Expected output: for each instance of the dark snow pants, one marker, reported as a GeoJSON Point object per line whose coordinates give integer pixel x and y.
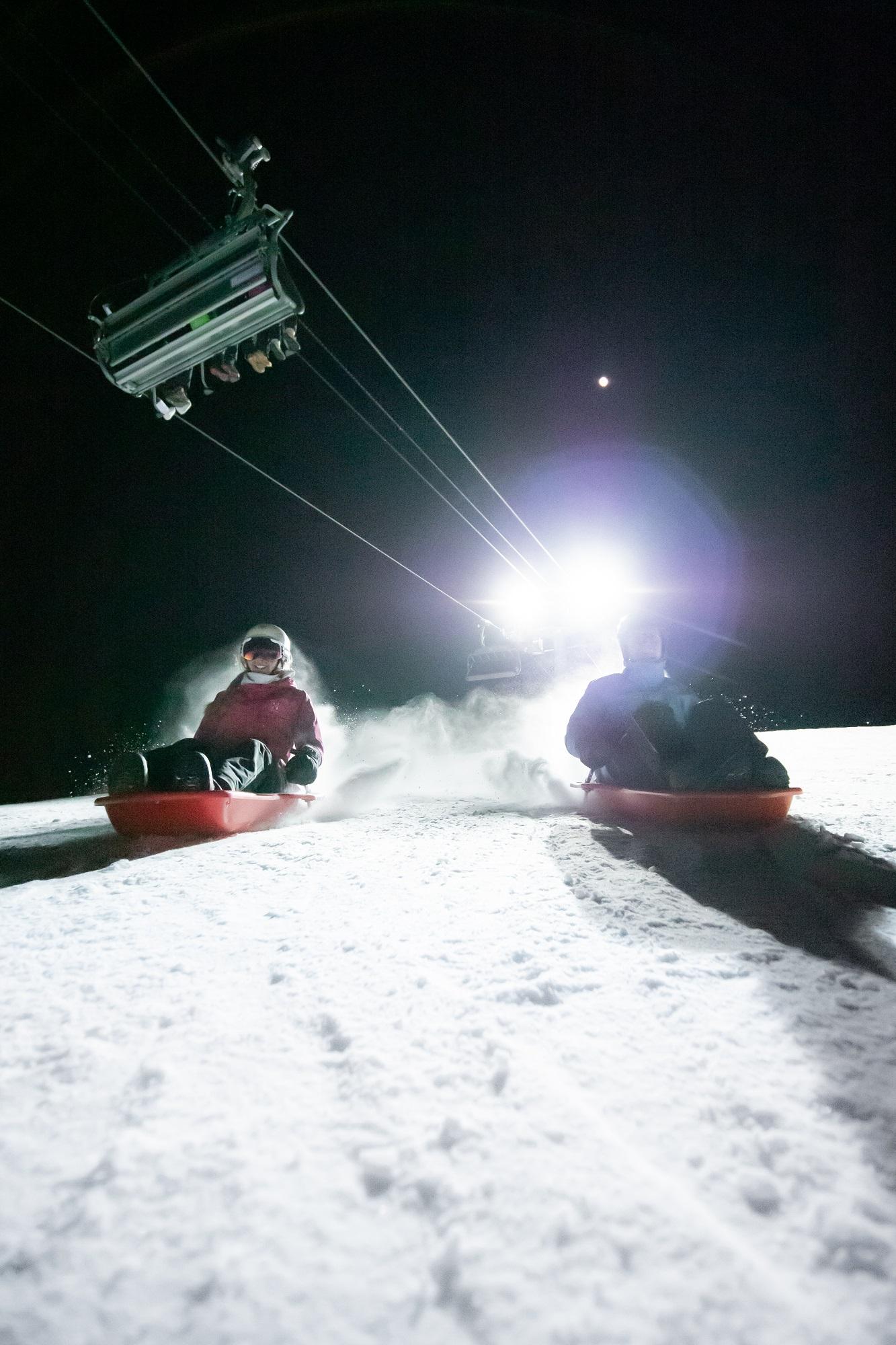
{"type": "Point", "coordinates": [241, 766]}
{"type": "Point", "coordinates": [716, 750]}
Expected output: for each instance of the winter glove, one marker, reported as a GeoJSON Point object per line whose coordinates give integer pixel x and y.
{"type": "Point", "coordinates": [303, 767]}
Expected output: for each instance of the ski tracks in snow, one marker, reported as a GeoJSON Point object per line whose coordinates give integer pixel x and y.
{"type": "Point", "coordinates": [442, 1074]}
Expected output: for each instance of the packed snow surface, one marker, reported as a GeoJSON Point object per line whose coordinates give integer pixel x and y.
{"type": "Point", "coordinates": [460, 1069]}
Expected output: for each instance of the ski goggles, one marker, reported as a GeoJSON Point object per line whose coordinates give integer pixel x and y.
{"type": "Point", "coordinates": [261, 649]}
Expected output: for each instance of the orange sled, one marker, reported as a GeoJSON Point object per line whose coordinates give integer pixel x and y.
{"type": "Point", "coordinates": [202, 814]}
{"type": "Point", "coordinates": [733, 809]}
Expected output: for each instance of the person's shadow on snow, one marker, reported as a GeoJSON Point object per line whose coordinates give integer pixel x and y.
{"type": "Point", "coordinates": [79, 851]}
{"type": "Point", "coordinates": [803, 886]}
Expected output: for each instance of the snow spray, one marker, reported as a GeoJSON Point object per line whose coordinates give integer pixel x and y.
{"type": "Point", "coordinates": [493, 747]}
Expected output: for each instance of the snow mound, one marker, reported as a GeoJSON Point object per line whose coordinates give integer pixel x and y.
* * *
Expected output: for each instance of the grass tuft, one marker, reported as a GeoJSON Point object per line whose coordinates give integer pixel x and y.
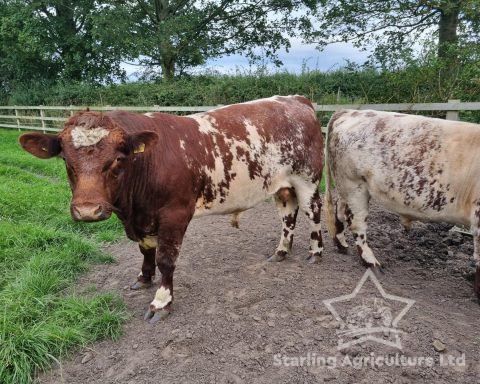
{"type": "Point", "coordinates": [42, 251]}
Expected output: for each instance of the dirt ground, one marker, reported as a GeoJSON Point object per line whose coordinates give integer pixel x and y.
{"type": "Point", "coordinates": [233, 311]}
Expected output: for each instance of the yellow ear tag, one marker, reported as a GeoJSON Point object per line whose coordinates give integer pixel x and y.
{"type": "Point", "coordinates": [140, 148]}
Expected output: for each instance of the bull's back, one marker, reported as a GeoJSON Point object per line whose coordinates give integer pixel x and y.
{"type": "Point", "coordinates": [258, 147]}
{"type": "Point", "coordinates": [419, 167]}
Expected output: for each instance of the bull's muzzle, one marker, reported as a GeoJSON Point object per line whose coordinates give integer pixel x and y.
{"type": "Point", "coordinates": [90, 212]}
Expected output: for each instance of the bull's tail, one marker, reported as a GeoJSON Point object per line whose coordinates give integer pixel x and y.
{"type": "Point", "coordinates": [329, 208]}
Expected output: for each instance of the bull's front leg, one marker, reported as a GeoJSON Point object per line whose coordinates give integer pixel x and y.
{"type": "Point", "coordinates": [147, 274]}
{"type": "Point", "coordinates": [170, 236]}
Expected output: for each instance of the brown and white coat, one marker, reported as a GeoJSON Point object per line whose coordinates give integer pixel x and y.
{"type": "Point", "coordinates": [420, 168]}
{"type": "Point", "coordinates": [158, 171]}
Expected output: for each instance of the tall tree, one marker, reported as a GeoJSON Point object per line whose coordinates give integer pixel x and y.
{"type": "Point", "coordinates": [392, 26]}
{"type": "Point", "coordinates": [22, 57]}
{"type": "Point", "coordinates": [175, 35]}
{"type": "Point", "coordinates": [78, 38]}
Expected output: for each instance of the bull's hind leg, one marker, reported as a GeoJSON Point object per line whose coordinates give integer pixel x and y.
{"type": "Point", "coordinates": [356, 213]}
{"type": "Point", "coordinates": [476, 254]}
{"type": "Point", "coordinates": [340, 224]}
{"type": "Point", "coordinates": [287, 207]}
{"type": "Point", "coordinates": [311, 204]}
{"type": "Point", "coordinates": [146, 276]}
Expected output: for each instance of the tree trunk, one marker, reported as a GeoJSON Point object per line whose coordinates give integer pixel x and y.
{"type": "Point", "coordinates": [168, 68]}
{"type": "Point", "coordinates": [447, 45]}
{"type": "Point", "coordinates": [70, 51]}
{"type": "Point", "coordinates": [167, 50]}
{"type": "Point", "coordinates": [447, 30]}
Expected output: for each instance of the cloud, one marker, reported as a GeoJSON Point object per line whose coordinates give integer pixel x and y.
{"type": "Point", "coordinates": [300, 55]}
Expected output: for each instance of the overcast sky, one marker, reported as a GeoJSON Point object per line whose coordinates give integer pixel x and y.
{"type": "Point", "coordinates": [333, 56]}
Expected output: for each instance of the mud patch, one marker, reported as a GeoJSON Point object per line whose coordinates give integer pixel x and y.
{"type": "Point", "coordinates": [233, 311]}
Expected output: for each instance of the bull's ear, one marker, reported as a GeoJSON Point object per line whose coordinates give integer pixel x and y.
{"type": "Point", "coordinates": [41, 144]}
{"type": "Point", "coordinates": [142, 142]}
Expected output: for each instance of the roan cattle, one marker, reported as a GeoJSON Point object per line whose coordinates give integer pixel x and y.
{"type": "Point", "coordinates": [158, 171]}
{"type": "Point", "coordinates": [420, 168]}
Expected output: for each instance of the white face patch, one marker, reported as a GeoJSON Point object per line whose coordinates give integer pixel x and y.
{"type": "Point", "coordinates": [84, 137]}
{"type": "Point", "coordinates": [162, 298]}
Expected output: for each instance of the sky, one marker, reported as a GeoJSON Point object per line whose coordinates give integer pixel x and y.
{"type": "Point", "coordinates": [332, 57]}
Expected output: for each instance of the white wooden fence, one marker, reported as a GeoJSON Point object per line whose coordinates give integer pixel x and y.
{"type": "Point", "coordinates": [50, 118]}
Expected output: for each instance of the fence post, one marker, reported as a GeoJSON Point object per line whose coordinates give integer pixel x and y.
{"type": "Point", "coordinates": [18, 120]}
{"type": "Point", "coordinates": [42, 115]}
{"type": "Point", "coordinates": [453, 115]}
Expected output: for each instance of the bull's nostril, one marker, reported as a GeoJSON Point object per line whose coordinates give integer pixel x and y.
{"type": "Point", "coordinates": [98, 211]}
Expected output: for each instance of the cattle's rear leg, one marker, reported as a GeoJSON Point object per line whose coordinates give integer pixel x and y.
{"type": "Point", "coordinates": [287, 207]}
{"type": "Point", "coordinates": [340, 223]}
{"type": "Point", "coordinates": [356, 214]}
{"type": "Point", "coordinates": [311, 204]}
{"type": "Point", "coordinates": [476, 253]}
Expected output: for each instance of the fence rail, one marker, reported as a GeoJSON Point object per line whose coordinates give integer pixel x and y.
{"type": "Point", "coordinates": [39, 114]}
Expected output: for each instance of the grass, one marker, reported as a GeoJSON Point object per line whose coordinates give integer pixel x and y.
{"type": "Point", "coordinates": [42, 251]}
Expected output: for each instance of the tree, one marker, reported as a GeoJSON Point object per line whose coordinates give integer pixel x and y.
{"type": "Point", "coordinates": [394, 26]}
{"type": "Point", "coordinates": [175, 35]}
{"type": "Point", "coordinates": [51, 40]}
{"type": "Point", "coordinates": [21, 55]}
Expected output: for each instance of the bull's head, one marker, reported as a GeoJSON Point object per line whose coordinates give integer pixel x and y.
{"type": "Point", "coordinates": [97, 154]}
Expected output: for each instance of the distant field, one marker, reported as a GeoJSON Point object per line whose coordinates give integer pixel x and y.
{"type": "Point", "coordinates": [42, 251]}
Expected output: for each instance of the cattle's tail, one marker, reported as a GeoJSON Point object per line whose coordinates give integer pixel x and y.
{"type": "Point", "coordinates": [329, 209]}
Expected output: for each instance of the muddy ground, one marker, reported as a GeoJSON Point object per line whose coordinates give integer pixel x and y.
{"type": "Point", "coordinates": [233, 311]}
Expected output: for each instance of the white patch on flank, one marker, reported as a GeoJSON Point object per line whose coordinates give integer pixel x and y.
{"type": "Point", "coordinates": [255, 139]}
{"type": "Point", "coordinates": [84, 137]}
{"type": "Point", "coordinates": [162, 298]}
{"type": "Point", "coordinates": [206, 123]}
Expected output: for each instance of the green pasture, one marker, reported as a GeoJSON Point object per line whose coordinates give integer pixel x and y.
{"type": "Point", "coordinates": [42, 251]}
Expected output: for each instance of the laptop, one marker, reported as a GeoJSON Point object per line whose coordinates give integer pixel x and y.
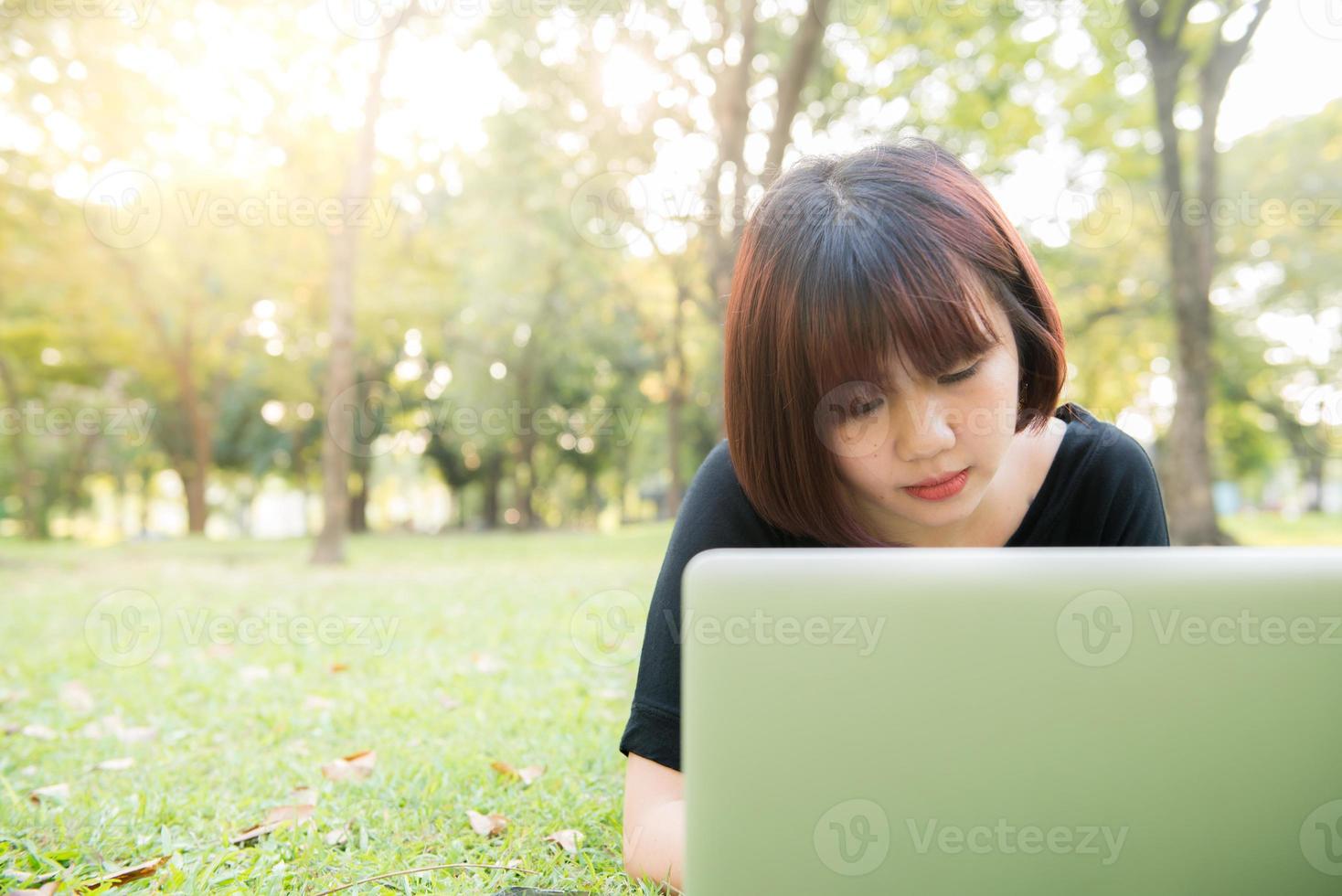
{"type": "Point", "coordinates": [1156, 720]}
...
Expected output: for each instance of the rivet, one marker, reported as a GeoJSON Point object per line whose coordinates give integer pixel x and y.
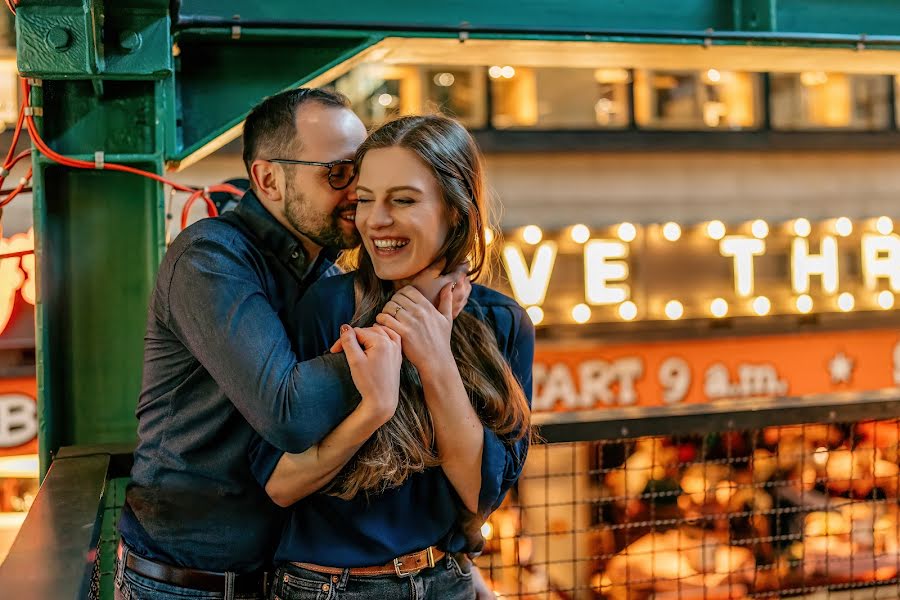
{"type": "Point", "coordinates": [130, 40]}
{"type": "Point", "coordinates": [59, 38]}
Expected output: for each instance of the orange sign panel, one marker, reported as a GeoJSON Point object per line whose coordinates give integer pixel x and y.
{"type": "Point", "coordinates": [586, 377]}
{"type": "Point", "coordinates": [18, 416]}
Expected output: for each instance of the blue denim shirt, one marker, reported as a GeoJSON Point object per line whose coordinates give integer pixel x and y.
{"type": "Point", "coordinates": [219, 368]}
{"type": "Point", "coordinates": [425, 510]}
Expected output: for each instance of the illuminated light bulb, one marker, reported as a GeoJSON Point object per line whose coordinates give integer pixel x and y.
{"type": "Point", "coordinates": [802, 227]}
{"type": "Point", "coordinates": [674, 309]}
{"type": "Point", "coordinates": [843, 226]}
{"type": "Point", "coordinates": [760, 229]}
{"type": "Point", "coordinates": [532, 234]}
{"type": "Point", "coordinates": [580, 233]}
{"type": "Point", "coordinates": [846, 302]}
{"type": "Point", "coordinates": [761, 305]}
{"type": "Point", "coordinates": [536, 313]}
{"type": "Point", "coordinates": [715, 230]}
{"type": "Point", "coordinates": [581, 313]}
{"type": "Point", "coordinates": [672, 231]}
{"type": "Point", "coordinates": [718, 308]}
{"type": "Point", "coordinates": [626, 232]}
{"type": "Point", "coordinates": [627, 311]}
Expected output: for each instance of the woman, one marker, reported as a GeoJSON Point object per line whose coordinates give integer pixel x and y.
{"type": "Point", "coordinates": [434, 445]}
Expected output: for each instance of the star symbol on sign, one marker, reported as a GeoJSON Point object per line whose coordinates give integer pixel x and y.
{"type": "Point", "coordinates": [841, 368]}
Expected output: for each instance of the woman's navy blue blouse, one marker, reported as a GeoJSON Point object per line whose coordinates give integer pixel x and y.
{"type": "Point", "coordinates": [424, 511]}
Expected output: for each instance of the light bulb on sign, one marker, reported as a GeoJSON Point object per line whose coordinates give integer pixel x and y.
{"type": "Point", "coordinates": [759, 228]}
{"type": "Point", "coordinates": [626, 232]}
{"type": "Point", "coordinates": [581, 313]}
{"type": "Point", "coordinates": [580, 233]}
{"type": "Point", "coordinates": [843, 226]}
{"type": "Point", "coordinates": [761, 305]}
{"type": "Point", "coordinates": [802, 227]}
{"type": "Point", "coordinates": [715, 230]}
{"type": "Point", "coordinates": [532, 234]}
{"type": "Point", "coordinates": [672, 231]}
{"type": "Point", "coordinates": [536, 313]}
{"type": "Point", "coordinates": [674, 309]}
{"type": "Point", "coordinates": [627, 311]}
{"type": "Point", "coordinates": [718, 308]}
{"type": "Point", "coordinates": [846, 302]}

WHAT THE TASK ASKS – Show each line of the items above that contains the string "fence". Case counts.

SOLVED PROBLEM –
Expected output: for each instance of the white wooden fence, one marker, reported as a GeoJSON Point object per line whose coordinates give integer pixel x and y.
Expected output: for each instance of the fence post, one marker, reported as a GeoJSON Point object per line whose coordinates give integer pixel x and y.
Expected output: for each instance of the fence rail, one marker, reported as a GeoJSON Point object per line whose coordinates give integer pixel x and y.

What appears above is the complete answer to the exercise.